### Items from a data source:

+ + + +

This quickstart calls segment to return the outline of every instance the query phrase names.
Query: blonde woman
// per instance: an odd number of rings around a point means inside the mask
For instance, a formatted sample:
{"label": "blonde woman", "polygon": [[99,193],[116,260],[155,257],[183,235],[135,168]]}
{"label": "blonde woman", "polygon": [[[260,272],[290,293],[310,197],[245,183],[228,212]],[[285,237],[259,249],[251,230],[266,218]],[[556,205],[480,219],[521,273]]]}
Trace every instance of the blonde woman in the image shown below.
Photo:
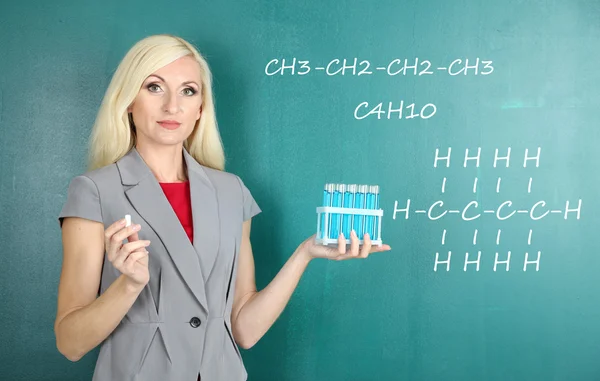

+ + + +

### EXERCISE PROMPT:
Using the records above, copy each line that contains "instance".

### WRITTEN RESPONSE:
This quickstart calls segment to return the outline of every instance the query phrase names.
// per instance: an odd number of rings around a point means inside the mask
For instance, a formatted sample:
Trace every instance of the blonde woman in the image shown below.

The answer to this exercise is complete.